# WHAT THIS TASK INVOLVES
Look through the entries below for the string "electrical", and copy each line where it is found.

SOURCE MATERIAL Block Start

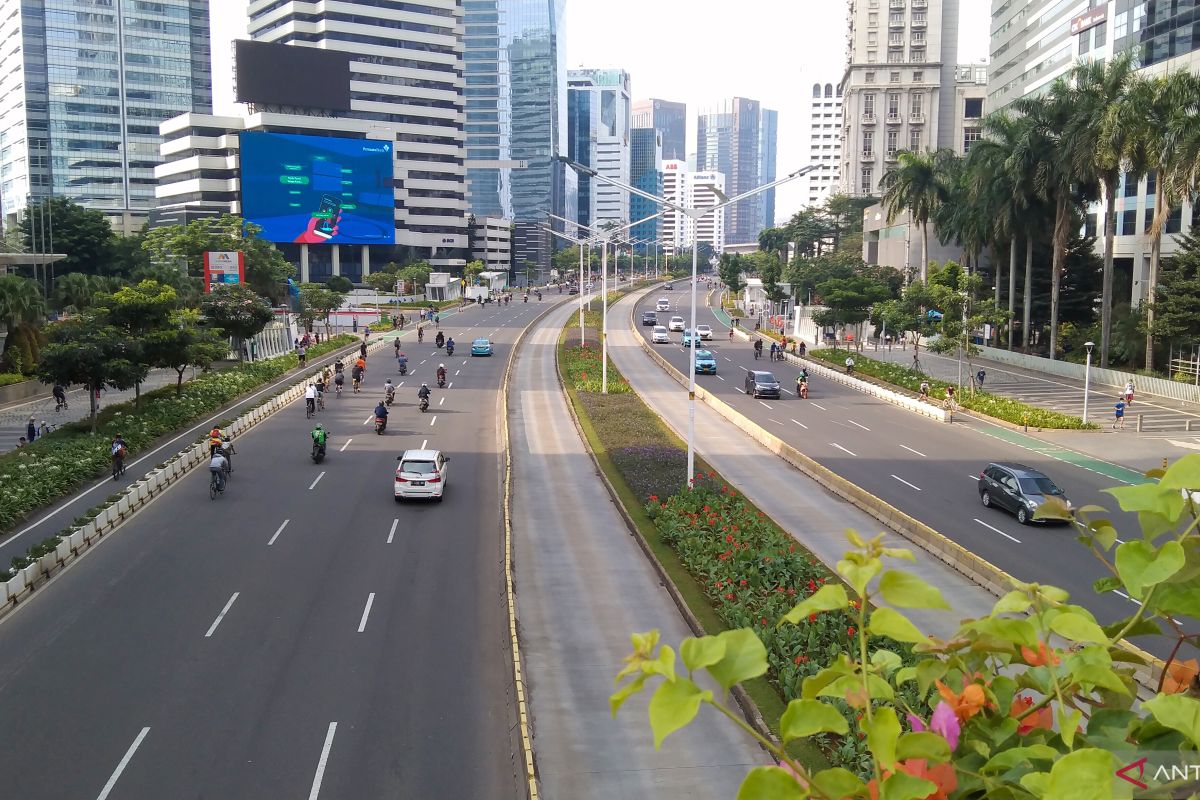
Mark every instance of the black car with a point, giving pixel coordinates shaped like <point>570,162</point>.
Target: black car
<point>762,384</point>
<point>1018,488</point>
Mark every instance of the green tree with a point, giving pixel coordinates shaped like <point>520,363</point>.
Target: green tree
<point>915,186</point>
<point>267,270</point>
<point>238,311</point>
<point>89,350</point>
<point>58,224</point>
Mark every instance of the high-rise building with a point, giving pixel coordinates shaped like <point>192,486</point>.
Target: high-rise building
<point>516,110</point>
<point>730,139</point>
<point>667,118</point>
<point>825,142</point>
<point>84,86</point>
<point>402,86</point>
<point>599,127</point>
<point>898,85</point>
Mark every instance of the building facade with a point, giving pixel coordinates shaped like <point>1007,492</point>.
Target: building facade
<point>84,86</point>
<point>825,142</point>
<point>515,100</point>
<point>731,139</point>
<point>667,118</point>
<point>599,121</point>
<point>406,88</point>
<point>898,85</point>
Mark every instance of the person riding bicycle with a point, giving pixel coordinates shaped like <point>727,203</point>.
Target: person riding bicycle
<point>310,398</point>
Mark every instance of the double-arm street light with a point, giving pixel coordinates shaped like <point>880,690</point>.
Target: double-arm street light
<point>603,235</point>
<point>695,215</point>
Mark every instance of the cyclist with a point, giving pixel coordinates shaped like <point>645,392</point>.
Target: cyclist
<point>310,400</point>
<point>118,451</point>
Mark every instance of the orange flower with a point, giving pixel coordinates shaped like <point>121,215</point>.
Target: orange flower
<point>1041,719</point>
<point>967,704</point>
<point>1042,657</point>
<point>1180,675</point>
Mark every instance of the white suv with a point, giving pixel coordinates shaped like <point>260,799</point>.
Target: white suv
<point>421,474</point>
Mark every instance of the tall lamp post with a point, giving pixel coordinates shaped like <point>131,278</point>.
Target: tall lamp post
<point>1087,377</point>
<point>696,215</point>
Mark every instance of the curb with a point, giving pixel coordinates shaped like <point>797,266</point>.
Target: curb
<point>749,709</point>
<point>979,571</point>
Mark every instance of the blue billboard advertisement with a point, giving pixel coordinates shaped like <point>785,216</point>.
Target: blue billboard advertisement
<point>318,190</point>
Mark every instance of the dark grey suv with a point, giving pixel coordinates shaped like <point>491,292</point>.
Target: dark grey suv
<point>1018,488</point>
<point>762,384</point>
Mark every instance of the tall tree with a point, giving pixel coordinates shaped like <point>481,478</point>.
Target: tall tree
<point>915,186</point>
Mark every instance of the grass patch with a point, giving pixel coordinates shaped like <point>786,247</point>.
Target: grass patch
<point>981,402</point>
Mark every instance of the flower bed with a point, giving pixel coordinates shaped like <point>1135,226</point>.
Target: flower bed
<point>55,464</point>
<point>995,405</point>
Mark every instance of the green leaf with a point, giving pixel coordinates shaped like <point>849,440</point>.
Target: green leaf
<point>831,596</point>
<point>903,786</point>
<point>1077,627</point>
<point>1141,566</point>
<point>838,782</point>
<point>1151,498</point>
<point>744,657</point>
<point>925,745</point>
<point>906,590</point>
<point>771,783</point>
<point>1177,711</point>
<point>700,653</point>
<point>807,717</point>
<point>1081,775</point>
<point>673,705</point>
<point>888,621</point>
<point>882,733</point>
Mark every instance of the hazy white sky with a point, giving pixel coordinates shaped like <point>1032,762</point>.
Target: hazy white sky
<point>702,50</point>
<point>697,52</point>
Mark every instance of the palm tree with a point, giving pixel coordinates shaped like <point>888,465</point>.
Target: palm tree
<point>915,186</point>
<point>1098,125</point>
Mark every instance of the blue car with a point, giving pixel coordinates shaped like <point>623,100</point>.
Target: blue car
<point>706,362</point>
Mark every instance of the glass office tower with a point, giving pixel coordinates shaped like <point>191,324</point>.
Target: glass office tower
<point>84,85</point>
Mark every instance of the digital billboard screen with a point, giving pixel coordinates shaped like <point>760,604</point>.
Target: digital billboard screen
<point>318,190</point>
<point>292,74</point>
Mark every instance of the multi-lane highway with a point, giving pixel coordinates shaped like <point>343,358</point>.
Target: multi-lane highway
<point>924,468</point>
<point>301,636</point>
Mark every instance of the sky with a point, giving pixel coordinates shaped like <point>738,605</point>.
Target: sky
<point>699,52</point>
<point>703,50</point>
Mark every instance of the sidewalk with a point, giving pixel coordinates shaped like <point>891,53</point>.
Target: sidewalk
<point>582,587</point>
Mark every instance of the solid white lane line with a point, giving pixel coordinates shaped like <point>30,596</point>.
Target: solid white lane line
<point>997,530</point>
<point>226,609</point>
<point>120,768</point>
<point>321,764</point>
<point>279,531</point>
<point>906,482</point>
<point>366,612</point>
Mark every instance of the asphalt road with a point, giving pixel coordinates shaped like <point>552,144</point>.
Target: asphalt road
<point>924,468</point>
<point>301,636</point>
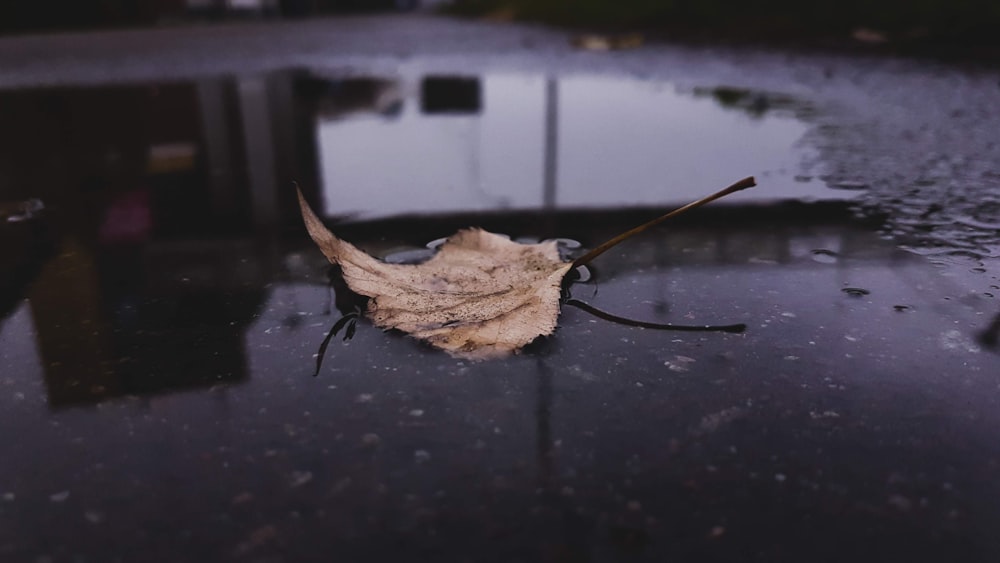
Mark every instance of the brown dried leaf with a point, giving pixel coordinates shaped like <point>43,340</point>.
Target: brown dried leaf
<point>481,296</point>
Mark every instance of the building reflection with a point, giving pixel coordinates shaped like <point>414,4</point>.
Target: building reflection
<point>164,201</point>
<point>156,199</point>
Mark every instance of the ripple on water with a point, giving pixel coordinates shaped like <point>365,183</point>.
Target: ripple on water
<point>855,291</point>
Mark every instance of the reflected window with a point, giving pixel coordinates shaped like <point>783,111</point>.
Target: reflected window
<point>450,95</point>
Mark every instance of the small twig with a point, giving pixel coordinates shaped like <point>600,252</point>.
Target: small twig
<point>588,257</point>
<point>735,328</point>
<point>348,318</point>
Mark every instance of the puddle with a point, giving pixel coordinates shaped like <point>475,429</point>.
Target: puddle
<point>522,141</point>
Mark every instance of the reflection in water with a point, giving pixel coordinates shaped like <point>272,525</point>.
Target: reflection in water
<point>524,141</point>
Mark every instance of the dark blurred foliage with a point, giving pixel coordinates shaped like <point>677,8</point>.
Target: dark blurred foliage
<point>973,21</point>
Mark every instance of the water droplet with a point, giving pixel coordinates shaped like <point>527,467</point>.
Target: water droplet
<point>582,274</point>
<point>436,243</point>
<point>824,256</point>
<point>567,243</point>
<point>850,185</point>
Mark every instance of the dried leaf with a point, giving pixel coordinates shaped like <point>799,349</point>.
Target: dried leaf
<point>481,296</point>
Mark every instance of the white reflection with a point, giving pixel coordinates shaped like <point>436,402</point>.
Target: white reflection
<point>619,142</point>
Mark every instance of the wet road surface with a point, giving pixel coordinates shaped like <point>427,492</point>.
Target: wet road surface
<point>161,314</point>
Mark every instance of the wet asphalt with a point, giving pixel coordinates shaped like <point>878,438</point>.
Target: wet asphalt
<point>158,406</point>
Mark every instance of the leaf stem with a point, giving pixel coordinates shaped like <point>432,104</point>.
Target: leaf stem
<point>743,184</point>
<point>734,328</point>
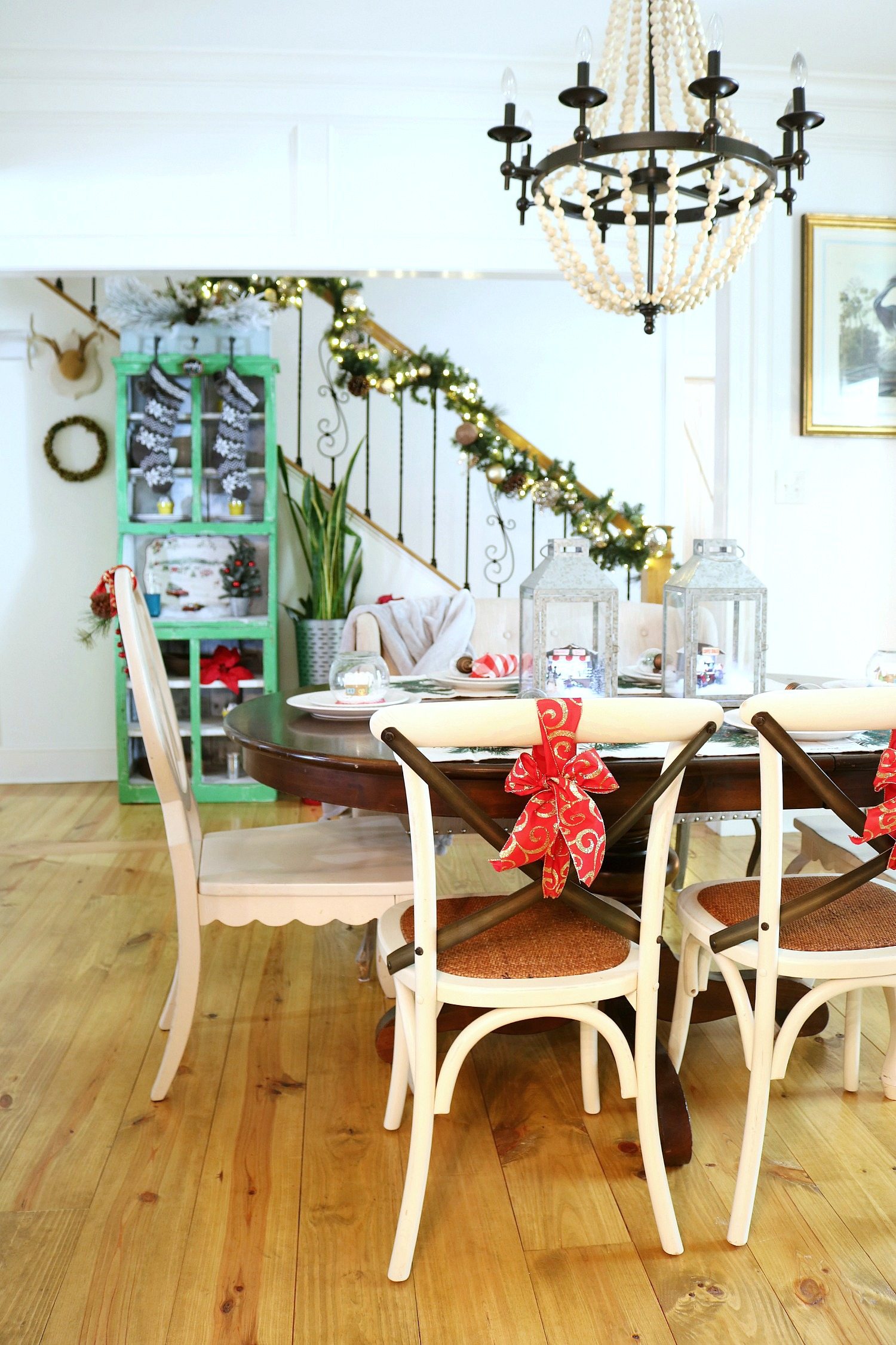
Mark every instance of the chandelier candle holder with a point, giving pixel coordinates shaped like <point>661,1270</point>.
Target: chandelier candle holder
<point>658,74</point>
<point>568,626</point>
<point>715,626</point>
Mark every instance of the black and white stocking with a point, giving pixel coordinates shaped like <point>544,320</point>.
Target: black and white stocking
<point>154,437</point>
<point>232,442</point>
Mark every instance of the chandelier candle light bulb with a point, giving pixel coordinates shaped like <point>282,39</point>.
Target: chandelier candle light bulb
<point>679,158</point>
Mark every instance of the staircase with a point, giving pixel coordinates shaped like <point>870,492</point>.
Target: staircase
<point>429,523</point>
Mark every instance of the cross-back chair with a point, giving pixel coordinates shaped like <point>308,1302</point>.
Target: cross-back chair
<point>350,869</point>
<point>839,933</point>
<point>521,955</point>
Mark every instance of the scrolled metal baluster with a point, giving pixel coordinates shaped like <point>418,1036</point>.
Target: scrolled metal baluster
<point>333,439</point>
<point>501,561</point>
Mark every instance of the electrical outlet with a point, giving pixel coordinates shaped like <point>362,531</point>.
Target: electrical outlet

SOURCE MATERIAL Block End

# TASK SOLUTION
Mark every instance of the electrical outlet with a point, giving pixel coordinates shaped like <point>362,531</point>.
Target: electrical outlet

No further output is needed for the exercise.